■ **Extracted material**:
-*-
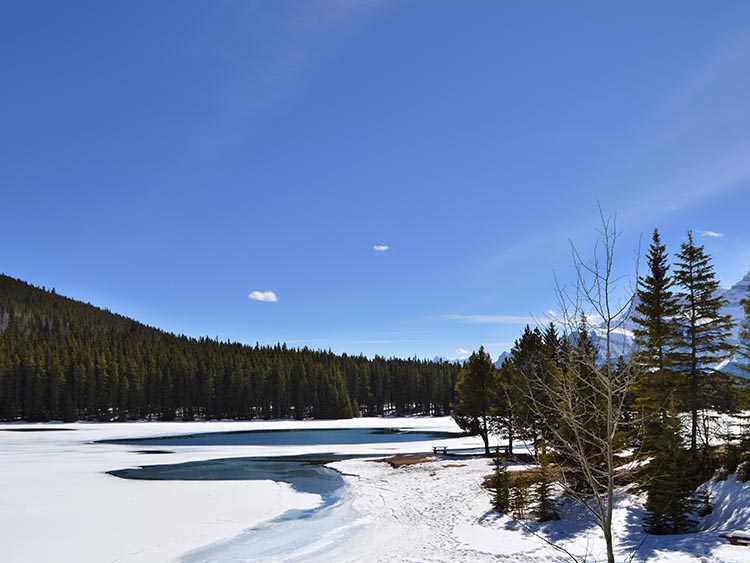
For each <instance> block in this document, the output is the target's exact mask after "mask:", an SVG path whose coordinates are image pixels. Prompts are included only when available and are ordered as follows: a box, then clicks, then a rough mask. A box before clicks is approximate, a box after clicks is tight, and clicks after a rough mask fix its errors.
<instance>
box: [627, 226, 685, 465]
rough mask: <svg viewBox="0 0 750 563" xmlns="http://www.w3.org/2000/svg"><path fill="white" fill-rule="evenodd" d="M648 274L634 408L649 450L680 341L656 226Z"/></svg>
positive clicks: (639, 329) (635, 335)
mask: <svg viewBox="0 0 750 563" xmlns="http://www.w3.org/2000/svg"><path fill="white" fill-rule="evenodd" d="M647 258H648V275H646V276H645V277H643V276H642V277H639V278H638V286H637V305H636V307H635V315H634V316H633V321H634V322H635V323H636V325H637V327H636V328H635V330H634V331H633V333H634V337H635V345H636V353H635V358H634V359H635V361H636V362H637V363H638V364H639V366H640V367H641V368H642V369H641V370H639V377H638V378H637V379H636V381H635V384H634V386H633V395H634V401H633V408H634V410H635V411H636V412H637V413H638V418H637V427H638V430H639V432H640V437H641V441H642V449H643V450H644V451H646V452H650V451H651V450H652V448H653V447H654V440H655V439H656V437H657V436H658V432H659V429H658V424H659V421H660V418H661V415H662V413H663V411H664V409H665V408H666V406H667V405H668V401H669V397H670V396H671V395H672V393H673V391H674V388H675V382H674V376H673V374H672V372H671V370H670V368H671V360H672V356H671V353H672V351H673V350H674V347H675V345H676V343H677V330H676V321H675V317H676V316H677V312H678V305H677V298H676V296H675V295H674V293H673V292H672V289H671V288H672V286H673V285H674V280H673V279H672V278H671V276H670V275H669V264H668V261H667V252H666V247H665V246H664V245H663V244H662V243H661V239H660V237H659V231H658V230H657V229H654V233H653V237H652V242H651V245H650V247H649V251H648V256H647Z"/></svg>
-*-
■ **About this exercise**:
Format the lines of the records above as a Markdown table with the columns Row and Line. Number each row, skip blank lines, and leave out the pictures.

■ **Solution for this task**:
| Row | Line |
|---|---|
| 1 | For each <instance> block in this document, the output is the target's exact mask after "mask:", an SVG path whose coordinates are image pixels. Prompts are included only when available and are ordered as follows: a box, then clicks, then a rough mask. A box before clicks is approximate, a box after clicks is tight, and clicks after a rough mask fix its errors. |
| 2 | <instance> |
| 3 | box: [627, 226, 685, 465] |
| 4 | rough mask: <svg viewBox="0 0 750 563" xmlns="http://www.w3.org/2000/svg"><path fill="white" fill-rule="evenodd" d="M648 274L634 408L649 450L680 341L656 226Z"/></svg> |
| 5 | positive clicks: (639, 329) (635, 335) |
| 6 | mask: <svg viewBox="0 0 750 563" xmlns="http://www.w3.org/2000/svg"><path fill="white" fill-rule="evenodd" d="M647 258H648V275H646V276H645V277H643V276H642V277H639V278H638V286H637V305H636V307H635V315H634V316H633V321H634V322H635V323H636V325H637V327H636V328H635V330H634V331H633V333H634V337H635V345H636V353H635V358H634V359H635V361H636V362H637V363H638V364H639V366H640V367H641V368H642V369H641V370H639V377H638V378H637V379H636V381H635V384H634V386H633V395H634V401H633V408H634V410H635V411H636V412H637V413H638V418H637V427H638V430H639V432H640V437H641V441H642V449H643V450H644V451H646V452H650V451H651V450H652V448H653V447H654V440H655V439H656V437H657V436H658V432H659V429H658V424H659V421H660V418H661V415H662V413H663V411H664V409H665V408H666V406H667V405H668V401H669V397H670V396H671V395H672V393H673V391H674V388H675V382H674V376H673V374H672V372H671V370H670V368H671V360H672V356H671V353H672V351H673V350H674V347H675V345H676V343H677V330H676V321H675V317H676V316H677V312H678V305H677V298H676V296H675V295H674V293H673V292H672V289H671V288H672V286H673V285H674V280H673V279H672V278H671V276H670V275H669V264H668V261H667V252H666V247H665V246H664V245H663V244H662V243H661V239H660V237H659V231H658V230H657V229H654V233H653V237H652V242H651V245H650V247H649V251H648V256H647Z"/></svg> |